Start of INPUT DATA

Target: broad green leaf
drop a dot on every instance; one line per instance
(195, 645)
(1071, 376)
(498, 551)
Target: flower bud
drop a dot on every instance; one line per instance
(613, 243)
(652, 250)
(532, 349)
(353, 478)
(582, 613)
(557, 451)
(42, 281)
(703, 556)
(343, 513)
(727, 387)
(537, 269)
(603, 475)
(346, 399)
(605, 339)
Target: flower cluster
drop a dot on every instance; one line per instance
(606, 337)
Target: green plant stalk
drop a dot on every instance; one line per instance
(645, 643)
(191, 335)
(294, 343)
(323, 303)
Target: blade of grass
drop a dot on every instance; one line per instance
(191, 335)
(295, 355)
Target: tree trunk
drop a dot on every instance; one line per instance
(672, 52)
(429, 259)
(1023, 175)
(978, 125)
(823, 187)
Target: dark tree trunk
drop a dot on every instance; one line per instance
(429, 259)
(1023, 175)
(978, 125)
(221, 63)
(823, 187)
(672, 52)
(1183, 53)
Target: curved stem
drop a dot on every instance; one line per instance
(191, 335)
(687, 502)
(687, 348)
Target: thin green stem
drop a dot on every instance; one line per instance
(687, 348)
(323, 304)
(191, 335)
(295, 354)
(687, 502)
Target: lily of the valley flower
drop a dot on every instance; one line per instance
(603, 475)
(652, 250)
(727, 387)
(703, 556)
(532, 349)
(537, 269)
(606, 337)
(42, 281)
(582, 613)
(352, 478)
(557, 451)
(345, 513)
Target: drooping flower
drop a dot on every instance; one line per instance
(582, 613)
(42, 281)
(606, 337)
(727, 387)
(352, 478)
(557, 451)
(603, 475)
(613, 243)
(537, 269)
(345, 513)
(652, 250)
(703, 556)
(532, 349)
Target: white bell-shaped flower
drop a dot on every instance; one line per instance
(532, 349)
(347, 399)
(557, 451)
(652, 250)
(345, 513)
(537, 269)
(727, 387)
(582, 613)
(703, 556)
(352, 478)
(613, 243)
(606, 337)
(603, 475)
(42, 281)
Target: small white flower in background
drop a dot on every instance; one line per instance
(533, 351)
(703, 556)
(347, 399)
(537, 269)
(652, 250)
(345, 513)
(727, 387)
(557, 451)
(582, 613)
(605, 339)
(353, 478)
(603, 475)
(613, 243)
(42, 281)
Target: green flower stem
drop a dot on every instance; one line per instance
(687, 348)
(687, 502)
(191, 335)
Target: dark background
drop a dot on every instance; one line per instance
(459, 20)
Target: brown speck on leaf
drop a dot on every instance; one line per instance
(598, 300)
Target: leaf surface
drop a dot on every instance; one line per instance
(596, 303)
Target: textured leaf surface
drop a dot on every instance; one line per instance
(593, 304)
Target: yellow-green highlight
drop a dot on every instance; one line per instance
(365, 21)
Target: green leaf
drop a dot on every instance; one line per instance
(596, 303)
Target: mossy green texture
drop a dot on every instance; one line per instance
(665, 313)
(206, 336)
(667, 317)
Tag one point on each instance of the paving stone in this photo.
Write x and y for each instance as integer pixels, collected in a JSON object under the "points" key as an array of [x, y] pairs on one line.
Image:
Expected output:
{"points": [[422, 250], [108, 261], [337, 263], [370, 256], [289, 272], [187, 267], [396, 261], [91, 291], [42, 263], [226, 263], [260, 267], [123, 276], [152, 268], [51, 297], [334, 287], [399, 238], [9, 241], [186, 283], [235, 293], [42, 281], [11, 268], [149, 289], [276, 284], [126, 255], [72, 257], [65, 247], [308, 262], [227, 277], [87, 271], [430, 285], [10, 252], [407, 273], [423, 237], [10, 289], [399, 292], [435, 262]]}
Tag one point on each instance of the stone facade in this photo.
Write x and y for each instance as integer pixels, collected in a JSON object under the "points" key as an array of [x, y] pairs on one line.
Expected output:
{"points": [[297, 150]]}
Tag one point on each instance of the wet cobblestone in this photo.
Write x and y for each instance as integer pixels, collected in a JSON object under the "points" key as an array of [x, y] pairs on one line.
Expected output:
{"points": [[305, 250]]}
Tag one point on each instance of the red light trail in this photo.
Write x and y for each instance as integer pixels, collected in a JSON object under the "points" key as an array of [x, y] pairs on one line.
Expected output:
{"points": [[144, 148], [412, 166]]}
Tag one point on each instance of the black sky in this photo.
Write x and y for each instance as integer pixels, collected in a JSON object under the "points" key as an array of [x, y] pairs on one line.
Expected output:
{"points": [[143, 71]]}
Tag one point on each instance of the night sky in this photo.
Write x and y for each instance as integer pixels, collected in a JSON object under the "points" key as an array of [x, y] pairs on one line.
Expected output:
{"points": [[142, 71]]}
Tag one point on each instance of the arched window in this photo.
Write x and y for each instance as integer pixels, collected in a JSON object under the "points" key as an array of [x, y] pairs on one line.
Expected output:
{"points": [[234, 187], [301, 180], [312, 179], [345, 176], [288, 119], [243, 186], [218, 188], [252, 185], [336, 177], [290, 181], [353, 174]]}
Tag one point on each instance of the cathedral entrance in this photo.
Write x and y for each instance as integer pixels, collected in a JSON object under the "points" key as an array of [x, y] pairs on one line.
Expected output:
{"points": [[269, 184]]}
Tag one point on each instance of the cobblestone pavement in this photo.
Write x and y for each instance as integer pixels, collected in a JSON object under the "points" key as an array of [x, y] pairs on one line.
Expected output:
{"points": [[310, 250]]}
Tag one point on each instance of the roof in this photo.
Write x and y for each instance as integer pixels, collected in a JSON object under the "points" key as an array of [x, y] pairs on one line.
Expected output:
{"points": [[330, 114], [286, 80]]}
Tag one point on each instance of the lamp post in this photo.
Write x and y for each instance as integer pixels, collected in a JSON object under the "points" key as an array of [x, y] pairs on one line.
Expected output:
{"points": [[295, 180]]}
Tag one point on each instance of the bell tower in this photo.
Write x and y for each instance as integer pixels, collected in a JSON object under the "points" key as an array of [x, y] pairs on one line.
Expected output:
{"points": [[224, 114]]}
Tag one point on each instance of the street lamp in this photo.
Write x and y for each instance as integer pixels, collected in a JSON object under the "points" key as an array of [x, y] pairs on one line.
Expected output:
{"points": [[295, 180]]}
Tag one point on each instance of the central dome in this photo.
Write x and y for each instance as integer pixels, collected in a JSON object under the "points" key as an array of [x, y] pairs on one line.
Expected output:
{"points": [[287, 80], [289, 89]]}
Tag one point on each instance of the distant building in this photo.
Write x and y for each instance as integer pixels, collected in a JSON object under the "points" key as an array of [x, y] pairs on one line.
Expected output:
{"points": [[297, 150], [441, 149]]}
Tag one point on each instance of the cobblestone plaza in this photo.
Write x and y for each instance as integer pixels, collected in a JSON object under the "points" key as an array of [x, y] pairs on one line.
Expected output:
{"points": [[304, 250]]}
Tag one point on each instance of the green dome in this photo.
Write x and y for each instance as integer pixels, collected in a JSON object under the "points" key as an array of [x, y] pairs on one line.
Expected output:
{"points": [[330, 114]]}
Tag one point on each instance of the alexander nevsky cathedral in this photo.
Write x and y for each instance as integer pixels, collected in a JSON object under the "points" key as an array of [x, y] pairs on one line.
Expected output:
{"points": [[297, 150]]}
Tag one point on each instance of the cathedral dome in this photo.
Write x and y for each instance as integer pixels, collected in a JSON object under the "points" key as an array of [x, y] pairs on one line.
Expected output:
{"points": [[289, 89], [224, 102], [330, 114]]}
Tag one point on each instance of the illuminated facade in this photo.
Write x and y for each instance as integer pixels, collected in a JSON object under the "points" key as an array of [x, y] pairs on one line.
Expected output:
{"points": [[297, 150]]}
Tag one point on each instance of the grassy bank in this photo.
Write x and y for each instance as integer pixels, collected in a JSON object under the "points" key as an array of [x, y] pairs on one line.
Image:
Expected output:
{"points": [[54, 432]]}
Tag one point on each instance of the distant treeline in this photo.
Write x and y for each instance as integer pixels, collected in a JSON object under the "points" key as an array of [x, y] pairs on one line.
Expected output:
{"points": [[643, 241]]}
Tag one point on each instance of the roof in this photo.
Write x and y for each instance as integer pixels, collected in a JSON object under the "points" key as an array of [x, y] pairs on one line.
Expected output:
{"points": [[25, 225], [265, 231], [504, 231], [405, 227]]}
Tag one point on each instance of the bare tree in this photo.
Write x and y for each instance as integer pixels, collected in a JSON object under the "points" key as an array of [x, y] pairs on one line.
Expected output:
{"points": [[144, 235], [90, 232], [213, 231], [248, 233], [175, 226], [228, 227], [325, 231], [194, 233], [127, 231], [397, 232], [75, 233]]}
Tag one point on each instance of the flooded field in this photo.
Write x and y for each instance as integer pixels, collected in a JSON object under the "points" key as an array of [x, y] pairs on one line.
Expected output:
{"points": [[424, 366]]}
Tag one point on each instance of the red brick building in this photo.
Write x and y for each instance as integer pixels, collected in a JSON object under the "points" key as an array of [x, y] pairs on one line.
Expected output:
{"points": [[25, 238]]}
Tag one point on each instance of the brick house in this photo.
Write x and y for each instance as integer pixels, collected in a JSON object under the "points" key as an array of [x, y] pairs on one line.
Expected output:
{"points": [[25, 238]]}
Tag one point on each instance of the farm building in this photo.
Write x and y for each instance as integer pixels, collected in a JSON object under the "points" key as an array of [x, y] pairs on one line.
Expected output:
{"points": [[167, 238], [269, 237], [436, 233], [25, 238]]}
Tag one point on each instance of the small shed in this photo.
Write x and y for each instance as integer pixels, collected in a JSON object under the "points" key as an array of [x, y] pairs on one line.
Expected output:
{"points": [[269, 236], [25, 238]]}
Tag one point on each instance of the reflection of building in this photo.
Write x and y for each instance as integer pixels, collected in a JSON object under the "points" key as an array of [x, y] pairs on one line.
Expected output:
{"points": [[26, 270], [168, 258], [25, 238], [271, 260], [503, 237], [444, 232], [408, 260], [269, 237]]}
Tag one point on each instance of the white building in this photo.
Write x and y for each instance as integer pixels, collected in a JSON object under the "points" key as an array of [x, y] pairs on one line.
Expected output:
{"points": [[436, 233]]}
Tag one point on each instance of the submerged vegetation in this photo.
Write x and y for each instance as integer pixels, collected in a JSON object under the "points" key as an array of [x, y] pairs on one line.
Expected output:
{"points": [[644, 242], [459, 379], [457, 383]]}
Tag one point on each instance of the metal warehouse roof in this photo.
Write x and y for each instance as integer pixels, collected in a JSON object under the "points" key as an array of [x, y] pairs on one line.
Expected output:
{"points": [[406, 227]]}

End of INPUT DATA

Nothing but the exact lines of the data above, from the line containing "Tag one point on each instance of the white" through the last, should appear in the answer.

- **EXERCISE RESPONSE**:
Tag one point on each instance of the white building in this photo.
Write x and y for each instance as integer pixels, collected in a JSON object under the "points" key as an array of [x, y] pairs on one line.
Expected output:
{"points": [[436, 233]]}
Tag one point on each instance of the submerged vegetation in this photo.
Write x and y for each instance as integer pixels, collected in a JSON object under the "points" key as an array of [x, y] pairs on one line.
Expected output:
{"points": [[644, 242], [459, 379], [457, 383]]}
Tag one point on each instance of the metal warehouse roof in this photo.
Write x and y for each instance as integer pixels, collected in a JSON object under the "points" key as an array of [x, y] pairs on one line.
Expected output:
{"points": [[406, 227]]}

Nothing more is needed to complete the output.